··· Material supplied

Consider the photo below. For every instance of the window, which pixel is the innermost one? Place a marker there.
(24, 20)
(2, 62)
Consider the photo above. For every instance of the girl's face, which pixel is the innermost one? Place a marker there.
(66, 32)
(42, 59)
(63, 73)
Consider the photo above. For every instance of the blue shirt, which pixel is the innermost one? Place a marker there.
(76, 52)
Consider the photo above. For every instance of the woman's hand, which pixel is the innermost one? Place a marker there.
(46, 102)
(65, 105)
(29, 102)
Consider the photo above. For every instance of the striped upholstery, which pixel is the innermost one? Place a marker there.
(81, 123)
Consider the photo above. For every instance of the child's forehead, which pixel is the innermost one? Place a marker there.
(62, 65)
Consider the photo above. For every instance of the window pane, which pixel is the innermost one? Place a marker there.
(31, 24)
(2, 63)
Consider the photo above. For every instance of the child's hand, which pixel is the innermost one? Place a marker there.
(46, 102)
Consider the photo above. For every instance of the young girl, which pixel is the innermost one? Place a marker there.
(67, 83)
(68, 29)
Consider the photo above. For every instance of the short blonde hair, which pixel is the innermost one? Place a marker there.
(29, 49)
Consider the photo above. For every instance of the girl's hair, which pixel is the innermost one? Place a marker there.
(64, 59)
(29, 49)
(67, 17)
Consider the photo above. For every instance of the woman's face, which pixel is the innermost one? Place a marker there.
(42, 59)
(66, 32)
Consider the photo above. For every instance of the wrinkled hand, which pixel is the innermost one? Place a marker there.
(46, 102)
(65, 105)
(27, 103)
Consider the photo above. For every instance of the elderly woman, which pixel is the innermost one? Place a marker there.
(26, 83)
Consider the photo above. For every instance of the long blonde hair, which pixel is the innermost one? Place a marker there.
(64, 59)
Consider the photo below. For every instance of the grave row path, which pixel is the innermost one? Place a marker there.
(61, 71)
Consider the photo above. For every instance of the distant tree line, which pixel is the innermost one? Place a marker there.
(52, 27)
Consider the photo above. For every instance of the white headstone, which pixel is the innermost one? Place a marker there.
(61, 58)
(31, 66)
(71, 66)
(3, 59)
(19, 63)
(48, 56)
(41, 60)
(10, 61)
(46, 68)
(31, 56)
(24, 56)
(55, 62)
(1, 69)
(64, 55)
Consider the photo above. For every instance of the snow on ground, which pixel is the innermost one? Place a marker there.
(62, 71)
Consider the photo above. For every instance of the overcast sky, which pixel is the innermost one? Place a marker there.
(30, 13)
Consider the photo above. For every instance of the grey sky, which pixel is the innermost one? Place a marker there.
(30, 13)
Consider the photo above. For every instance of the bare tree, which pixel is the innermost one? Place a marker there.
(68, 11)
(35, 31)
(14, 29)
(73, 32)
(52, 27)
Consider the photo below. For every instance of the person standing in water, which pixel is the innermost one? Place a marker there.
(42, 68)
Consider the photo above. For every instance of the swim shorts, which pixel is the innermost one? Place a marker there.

······

Exercise:
Retype all of the rows above word for word, in the same order.

Answer to the task:
Consider the photo below. For every instance of the window, which pixel is the innermost one? Place a marker there.
(24, 20)
(2, 62)
Consider the photo above. For every instance of the girl's face, which pixel is the innermost one? Place a marker there.
(66, 32)
(42, 59)
(63, 73)
Consider the photo above. For every instance of the blue shirt, which pixel is the innermost one? Place a marker there.
(76, 52)
Consider the photo above. For every instance of the woman's hand, which pixel is the innermost one? Place a marker there.
(46, 102)
(65, 105)
(29, 102)
Consider the photo above. For every instance of the striped upholstery, which pixel is the innermost one? Place a marker there.
(81, 123)
Consider the photo above. For every instance of the child's forehead, which pixel is the innermost one? Place a marker there.
(62, 65)
Consider the photo above. For every instance of the window pane, which pixel is the innermost one? Place a marker there.
(31, 24)
(2, 63)
Consider the photo above. For every instance of the child's hand, which pixel is the innermost one? Place a marker there.
(46, 102)
Consider the photo above. For every instance of the young girl, which pixel is the innermost one? Place a marker there.
(67, 83)
(68, 29)
Consider the photo above. For every instance of the short blonde hair, which pixel is the innermost one? Place a marker there.
(29, 49)
Consider the photo above. For every instance of the girl's hair, which pixel is the innermost one? Place a marker there.
(64, 59)
(29, 49)
(67, 17)
Consider the photo above. For every instance of the woman's face, which pixel is the innermost one? Place a marker there.
(42, 59)
(66, 32)
Consider the photo above. For every instance of the wrinkled hand, which pixel is the innermost one? Place a marker there.
(46, 102)
(65, 105)
(27, 103)
Consider the photo above. For every instance of the elderly woman, which pixel is the innermost one? Place a marker there.
(26, 83)
Consider the photo above. For every instance of the long blonde hair, which pixel is the innermost one? Place a marker there.
(64, 59)
Consider the photo below. For every instance of the grave row path, which pixel is the innermost one? Place a marker there.
(61, 71)
Consider the photo above. For every instance of the distant tree line, which pixel is the innermost one? Place a marker there.
(52, 27)
Consider the photo above. For every instance of the white headstone, which pixel is the innermost one? Place a marker there.
(61, 58)
(31, 66)
(71, 66)
(3, 59)
(19, 63)
(48, 56)
(41, 60)
(10, 61)
(46, 68)
(31, 56)
(24, 56)
(55, 62)
(1, 69)
(64, 55)
Consider the photo above. For every instance of the snow on ground, which pixel is the innermost one? Place a marker there.
(62, 71)
Consider the photo above. For every instance of the overcast sky, which pixel is the innermost one? Place a marker there.
(30, 13)
Consider the photo above. For every instance of the grey sky, which pixel is the innermost one? Place a marker there.
(30, 13)
Consider the photo above. For every instance of the bare tree, which pixel is the innermost one? Place a marker there.
(68, 11)
(35, 31)
(14, 29)
(73, 32)
(52, 27)
Consider the photo below. For every instance of the person standing in water, which pixel is the innermost one? Place a marker there.
(42, 68)
Consider the photo above. For every instance of the swim shorts, which pixel is the innermost one? Place a marker there.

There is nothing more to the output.